> [GIVEN DATA]:
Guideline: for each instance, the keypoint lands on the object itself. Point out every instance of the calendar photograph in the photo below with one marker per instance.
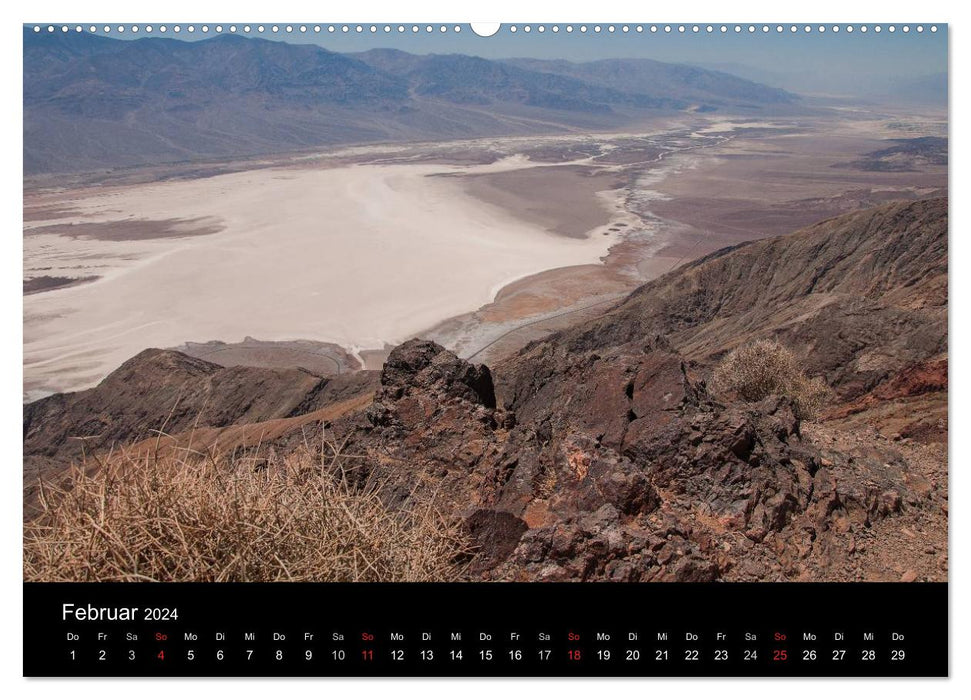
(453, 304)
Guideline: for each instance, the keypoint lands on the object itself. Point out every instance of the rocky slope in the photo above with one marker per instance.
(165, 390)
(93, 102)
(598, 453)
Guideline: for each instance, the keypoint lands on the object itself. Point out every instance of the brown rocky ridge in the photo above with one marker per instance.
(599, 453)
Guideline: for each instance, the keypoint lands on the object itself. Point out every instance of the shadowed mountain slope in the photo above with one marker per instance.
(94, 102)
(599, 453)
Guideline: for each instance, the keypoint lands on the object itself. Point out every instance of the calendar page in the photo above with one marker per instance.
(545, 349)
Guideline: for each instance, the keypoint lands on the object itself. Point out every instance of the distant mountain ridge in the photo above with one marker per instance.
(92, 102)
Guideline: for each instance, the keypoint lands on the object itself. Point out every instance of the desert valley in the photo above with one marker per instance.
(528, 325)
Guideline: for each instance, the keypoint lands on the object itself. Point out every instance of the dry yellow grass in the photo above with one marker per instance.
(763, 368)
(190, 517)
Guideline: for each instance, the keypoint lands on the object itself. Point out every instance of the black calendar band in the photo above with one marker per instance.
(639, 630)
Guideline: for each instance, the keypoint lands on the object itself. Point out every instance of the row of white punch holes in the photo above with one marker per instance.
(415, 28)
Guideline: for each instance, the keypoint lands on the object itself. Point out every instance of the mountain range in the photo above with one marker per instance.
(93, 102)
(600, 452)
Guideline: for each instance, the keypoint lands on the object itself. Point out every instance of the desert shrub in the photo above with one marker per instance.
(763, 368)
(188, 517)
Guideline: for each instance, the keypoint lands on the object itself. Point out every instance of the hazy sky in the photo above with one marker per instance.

> [PROBLEM DESCRIPTION]:
Extract every line above, from the first to the last, reproducing each one verbatim and omitting the pictures.

> [RESULT OF THIS EXERCISE]:
Guideline: for each instance, the keypoint lands on the object itself. Point out every instance of the calendar photograph in the photo below with one marker per instance.
(453, 304)
Guideline: for each instance, the keypoint lands on the object itself. Point out every instance of the rocky slope in the photo above with one marker per instance.
(165, 390)
(93, 102)
(598, 453)
Guideline: for each instance, the keypoint lands on the object itself. Point out every instance of the brown rocky ridge in the photo above with one marker per instance.
(599, 453)
Guideline: for each instance, the keypoint lands on the object itself. Point out every instance of the shadowed mountain slope in the photo above with one marker per instance.
(94, 102)
(599, 453)
Guideline: for each instance, the keypoint lands on the object itself. Point out every instance of the calendar page in the photo above with one marker per instance.
(545, 349)
Guideline: for each instance, the keypoint lands on the object itself. Point out every instance of the distant mountain ridge in the photo above with one marker per instance.
(92, 102)
Guideline: for each instance, the keypoint lands on the object itself. Point out every instance of the desert valley in the photo above with one marker per instance.
(528, 325)
Guideline: for each instance, the keypoint lands on the object itself. Point out every instance of the dry yellow grass in the photo above with one marker per instance.
(763, 368)
(190, 517)
Guideline: for each instance, the keypoint lands on the object itself. Point out every instance of the black calendar band in the photo above with one marker per instance.
(639, 630)
Guideline: for each instance, the keypoint lands on the object itself. Point out every instance of the row of white punch holes in the photo above with one marker per instance.
(415, 28)
Guideline: for each instance, the keypoint lands on the object itself. Point out every instance of the mountain range in the photo above with one marker per instance.
(93, 102)
(600, 452)
Guideline: for each instance, the keypoint lands on the object itself. Point out every instance of the desert shrub in the photo above with one marker per instance.
(763, 368)
(188, 517)
Guideline: for each instance, the keypoint lands on the object itself. Point out every instance of the hazy sky in the photo above with one marker per instance.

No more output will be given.